▸ EXERCISE REQUIREMENTS:
Render every entry below as a JSON array of strings, one string per line, with blank lines omitted.

───── MATERIAL TO PROCESS ─────

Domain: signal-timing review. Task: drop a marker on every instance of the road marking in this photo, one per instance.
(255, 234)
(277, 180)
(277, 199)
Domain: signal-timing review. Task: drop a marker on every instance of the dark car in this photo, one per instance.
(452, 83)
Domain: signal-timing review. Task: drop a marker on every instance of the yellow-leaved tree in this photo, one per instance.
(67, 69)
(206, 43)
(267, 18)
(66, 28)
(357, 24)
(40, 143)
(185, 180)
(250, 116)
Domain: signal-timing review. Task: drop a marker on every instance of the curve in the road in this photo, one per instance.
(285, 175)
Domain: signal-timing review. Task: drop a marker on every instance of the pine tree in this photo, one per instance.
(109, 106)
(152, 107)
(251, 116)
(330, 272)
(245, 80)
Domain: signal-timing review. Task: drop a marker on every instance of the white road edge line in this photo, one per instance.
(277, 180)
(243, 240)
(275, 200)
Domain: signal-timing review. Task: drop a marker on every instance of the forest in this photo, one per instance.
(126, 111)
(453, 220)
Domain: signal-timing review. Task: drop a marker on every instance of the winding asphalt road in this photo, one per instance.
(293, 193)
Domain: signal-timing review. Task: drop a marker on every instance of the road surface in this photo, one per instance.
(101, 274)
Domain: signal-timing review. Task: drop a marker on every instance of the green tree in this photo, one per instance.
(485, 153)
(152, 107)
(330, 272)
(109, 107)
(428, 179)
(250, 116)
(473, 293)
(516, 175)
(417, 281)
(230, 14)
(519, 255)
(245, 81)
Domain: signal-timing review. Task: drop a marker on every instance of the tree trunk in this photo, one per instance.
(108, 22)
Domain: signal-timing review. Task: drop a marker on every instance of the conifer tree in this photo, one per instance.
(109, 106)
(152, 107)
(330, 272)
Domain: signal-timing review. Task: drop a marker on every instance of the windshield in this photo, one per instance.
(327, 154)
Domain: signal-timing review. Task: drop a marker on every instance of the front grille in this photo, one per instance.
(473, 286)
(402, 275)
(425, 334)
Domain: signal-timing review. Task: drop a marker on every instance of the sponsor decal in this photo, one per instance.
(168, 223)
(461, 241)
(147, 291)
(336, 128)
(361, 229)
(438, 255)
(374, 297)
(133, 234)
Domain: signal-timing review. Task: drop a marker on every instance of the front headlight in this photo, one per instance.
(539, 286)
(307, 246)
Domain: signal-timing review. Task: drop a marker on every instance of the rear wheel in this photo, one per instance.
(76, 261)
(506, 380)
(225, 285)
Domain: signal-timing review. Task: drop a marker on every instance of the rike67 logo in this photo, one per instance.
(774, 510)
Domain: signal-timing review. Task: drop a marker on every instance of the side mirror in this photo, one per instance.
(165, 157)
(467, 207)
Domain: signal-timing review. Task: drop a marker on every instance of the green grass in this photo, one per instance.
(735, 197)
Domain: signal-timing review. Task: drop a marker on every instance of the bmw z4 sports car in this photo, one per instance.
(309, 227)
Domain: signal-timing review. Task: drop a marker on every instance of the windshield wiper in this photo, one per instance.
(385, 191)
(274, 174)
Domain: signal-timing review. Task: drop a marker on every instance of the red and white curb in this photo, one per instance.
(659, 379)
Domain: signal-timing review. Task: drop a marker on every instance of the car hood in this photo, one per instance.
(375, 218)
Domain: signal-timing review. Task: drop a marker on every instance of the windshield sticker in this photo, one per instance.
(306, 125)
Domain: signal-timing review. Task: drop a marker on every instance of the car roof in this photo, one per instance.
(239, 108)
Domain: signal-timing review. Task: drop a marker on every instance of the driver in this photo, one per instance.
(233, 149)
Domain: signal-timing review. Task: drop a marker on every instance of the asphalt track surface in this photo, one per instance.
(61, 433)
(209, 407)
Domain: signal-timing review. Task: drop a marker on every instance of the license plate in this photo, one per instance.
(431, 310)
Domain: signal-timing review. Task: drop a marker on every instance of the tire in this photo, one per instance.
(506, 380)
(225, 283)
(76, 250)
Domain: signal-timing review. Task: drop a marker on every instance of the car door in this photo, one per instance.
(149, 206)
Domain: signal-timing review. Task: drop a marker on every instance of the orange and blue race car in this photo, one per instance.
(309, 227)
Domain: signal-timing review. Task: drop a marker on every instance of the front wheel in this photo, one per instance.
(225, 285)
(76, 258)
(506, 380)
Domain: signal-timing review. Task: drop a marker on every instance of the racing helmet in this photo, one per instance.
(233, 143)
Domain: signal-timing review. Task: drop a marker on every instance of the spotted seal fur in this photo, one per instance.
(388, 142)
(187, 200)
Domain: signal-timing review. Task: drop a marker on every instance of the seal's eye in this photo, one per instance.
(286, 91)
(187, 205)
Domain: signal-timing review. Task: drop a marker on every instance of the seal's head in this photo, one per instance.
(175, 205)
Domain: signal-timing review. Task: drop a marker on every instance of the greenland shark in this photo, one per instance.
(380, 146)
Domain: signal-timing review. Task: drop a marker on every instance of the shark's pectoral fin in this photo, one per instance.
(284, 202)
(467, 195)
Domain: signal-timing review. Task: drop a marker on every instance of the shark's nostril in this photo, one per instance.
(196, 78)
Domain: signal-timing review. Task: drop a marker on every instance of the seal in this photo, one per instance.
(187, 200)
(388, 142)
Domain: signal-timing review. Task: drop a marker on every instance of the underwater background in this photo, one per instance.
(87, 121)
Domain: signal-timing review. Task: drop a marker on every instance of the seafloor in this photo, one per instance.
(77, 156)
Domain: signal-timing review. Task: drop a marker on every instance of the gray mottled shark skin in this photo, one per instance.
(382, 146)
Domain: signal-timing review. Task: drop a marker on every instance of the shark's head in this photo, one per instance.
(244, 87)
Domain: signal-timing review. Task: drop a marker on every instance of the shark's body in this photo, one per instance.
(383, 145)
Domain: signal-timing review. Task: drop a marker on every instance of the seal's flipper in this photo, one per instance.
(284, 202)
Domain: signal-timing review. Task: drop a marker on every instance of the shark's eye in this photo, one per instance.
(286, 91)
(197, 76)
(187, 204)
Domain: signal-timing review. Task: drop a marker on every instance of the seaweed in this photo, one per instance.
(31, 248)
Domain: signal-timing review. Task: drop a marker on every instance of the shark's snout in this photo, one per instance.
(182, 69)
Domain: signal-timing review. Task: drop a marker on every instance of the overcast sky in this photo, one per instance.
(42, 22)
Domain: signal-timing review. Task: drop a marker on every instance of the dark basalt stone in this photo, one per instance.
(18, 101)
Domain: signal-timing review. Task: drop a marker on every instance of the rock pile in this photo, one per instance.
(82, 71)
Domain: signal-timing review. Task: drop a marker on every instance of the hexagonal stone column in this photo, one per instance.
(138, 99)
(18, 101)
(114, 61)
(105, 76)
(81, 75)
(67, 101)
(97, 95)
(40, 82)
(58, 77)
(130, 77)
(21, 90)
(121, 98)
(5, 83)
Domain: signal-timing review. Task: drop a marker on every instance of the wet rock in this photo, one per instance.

─────

▸ ANSWER TO THE TASK:
[
  "Domain: signal-timing review. Task: drop a marker on every instance of the road marking in this photo, one per instance.",
  "(255, 234)",
  "(277, 180)",
  "(277, 199)",
  "Domain: signal-timing review. Task: drop a marker on every instance of the dark car in this photo, one per instance.",
  "(452, 83)",
  "Domain: signal-timing review. Task: drop a marker on every instance of the yellow-leaved tree in this photo, one per instance.",
  "(67, 69)",
  "(206, 43)",
  "(267, 18)",
  "(66, 28)",
  "(357, 24)",
  "(40, 143)",
  "(185, 180)",
  "(250, 116)",
  "Domain: signal-timing review. Task: drop a marker on every instance of the curve in the road in this photo, one per instance.",
  "(285, 175)",
  "Domain: signal-timing review. Task: drop a marker on every instance of the pine tree in this photo, one per instance.",
  "(109, 106)",
  "(152, 107)",
  "(251, 116)",
  "(330, 272)",
  "(245, 80)",
  "Domain: signal-timing review. Task: drop a marker on every instance of the white road edge line in this photo, one per instance.",
  "(277, 180)",
  "(243, 240)",
  "(275, 200)",
  "Domain: signal-timing review. Task: drop a marker on every instance of the forest in this photo, one per instance.",
  "(126, 111)",
  "(453, 220)",
  "Domain: signal-timing review. Task: drop a marker on every instance of the winding asphalt road in this photo, one per instance.",
  "(293, 193)",
  "Domain: signal-timing review. Task: drop a marker on every instance of the road surface in this photo, one per instance.",
  "(101, 274)",
  "Domain: signal-timing review. Task: drop a marker on every instance of the green tree in this photo, one per instance.",
  "(485, 153)",
  "(152, 107)",
  "(330, 272)",
  "(109, 107)",
  "(428, 179)",
  "(250, 116)",
  "(473, 293)",
  "(516, 175)",
  "(417, 281)",
  "(230, 14)",
  "(519, 255)",
  "(245, 81)",
  "Domain: signal-timing review. Task: drop a marker on every instance of the tree trunk in this photo, one per instance.",
  "(108, 22)",
  "Domain: signal-timing review. Task: drop a marker on every instance of the conifer tree in this photo, one per instance.",
  "(109, 106)",
  "(152, 107)",
  "(330, 272)",
  "Domain: signal-timing review. Task: drop a marker on every instance of the windshield in this photo, one per instance.",
  "(327, 154)",
  "Domain: signal-timing review. Task: drop a marker on every instance of the front grille in this photo, one per instance.",
  "(473, 286)",
  "(402, 275)",
  "(425, 334)",
  "Domain: signal-timing review. Task: drop a marker on every instance of the sponsor decal in this photo, one per instance.",
  "(168, 223)",
  "(461, 241)",
  "(147, 291)",
  "(336, 128)",
  "(361, 229)",
  "(438, 255)",
  "(374, 297)",
  "(133, 234)",
  "Domain: signal-timing review. Task: drop a marker on every instance of the front headlight in this photo, one per instance.",
  "(539, 286)",
  "(307, 246)",
  "Domain: signal-timing review. Task: drop a marker on every instance of the rear wheel in this photo, one per instance.",
  "(76, 261)",
  "(506, 380)",
  "(225, 285)",
  "Domain: signal-timing review. Task: drop a marker on every instance of the rike67 logo in this photo, one per instance.",
  "(774, 510)",
  "Domain: signal-timing review. Task: drop a marker on every instance of the side mirror in this photo, one per instance.",
  "(165, 157)",
  "(467, 207)",
  "Domain: signal-timing review. Task: drop a marker on every instance of the green grass in this photo, one per instance.",
  "(735, 197)",
  "Domain: signal-timing review. Task: drop a marker on every instance of the bmw z4 sports car in this photo, one per instance.",
  "(309, 227)",
  "Domain: signal-timing review. Task: drop a marker on every instance of the windshield wiper in this photo, one per instance.",
  "(385, 191)",
  "(274, 174)",
  "Domain: signal-timing review. Task: drop a marker on every instance of the red and white curb in this photo, one per instance.",
  "(659, 379)",
  "Domain: signal-timing review. Task: drop a marker on every instance of the car hood in this photo, one per instance.",
  "(375, 218)",
  "Domain: signal-timing review. Task: drop a marker on every instance of the windshield sticker in this photo, one per instance.",
  "(306, 125)",
  "Domain: signal-timing review. Task: drop a marker on every instance of the car roof in this photo, one per instance.",
  "(239, 108)",
  "Domain: signal-timing review. Task: drop a marker on every instance of the driver in this photo, one per instance.",
  "(233, 149)",
  "Domain: signal-timing review. Task: drop a marker on every instance of the asphalt track surface in this photo, one per instance.",
  "(61, 433)",
  "(209, 407)",
  "Domain: signal-timing review. Task: drop a marker on every instance of the license plate in this photo, one per instance.",
  "(431, 310)",
  "Domain: signal-timing review. Task: drop a marker on every instance of the tire in this photo, one per instance.",
  "(506, 380)",
  "(225, 283)",
  "(76, 250)",
  "Domain: signal-timing review. Task: drop a marker on every instance of the car door in this photo, one per instance.",
  "(149, 206)",
  "Domain: signal-timing review. Task: drop a marker on every instance of the orange and blue race car in this photo, one per instance.",
  "(309, 227)",
  "Domain: signal-timing review. Task: drop a marker on every instance of the front wheel in this photo, one per instance.",
  "(225, 285)",
  "(76, 258)",
  "(506, 380)",
  "Domain: signal-timing review. Task: drop a marker on every instance of the racing helmet in this photo, one per instance.",
  "(233, 143)",
  "Domain: signal-timing review. Task: drop a marker on every instance of the spotted seal fur in this photo, one per instance.",
  "(388, 142)",
  "(187, 200)",
  "Domain: signal-timing review. Task: drop a marker on every instance of the seal's eye in this photo, one per instance.",
  "(286, 91)",
  "(187, 205)",
  "Domain: signal-timing review. Task: drop a marker on every instance of the seal's head in this photo, one per instance.",
  "(175, 205)",
  "Domain: signal-timing review. Task: drop a marker on every instance of the greenland shark in this photo, one per instance.",
  "(380, 146)",
  "Domain: signal-timing review. Task: drop a marker on every instance of the shark's pectoral fin in this photo, one per instance.",
  "(284, 202)",
  "(467, 195)",
  "Domain: signal-timing review. Task: drop a marker on every instance of the shark's nostril in this photo, one per instance.",
  "(196, 78)",
  "Domain: signal-timing review. Task: drop a marker on every instance of the seal in this photo, one per instance.",
  "(187, 200)",
  "(388, 142)",
  "Domain: signal-timing review. Task: drop a marker on every instance of the underwater background in this photo, one per instance.",
  "(87, 121)",
  "Domain: signal-timing review. Task: drop a marker on every instance of the seafloor in this photo, one per instance.",
  "(77, 156)",
  "Domain: signal-timing review. Task: drop a marker on every instance of the gray mottled shark skin in this photo, one per instance.",
  "(382, 146)",
  "Domain: signal-timing review. Task: drop a marker on every instance of the shark's head in this photo, one per instance.",
  "(244, 87)",
  "Domain: signal-timing review. Task: drop a marker on every instance of the shark's body in this photo, one per instance.",
  "(383, 145)",
  "Domain: signal-timing review. Task: drop a marker on every instance of the seal's flipper in this photo, one per instance.",
  "(284, 202)",
  "Domain: signal-timing review. Task: drop a marker on every instance of the shark's eye in this photo, one per instance.",
  "(286, 91)",
  "(197, 76)",
  "(187, 204)",
  "Domain: signal-timing review. Task: drop a marker on every instance of the seaweed in this photo, one per instance.",
  "(31, 248)",
  "Domain: signal-timing review. Task: drop a marker on every instance of the shark's snout in this photo, one per instance.",
  "(182, 69)",
  "Domain: signal-timing review. Task: drop a marker on every instance of the overcast sky in this photo, one per instance.",
  "(42, 22)",
  "Domain: signal-timing review. Task: drop a marker on every instance of the dark basalt stone in this photo, one per instance.",
  "(18, 101)",
  "Domain: signal-timing review. Task: drop a marker on every instance of the rock pile in this photo, one per instance.",
  "(82, 71)",
  "Domain: signal-timing review. Task: drop a marker on every instance of the hexagonal stone column in this photo, one per instance.",
  "(138, 99)",
  "(18, 101)",
  "(114, 61)",
  "(105, 76)",
  "(81, 75)",
  "(67, 101)",
  "(97, 95)",
  "(40, 82)",
  "(58, 77)",
  "(130, 77)",
  "(21, 90)",
  "(121, 98)",
  "(5, 83)",
  "Domain: signal-timing review. Task: drop a marker on every instance of the wet rock in this photo, one per instance."
]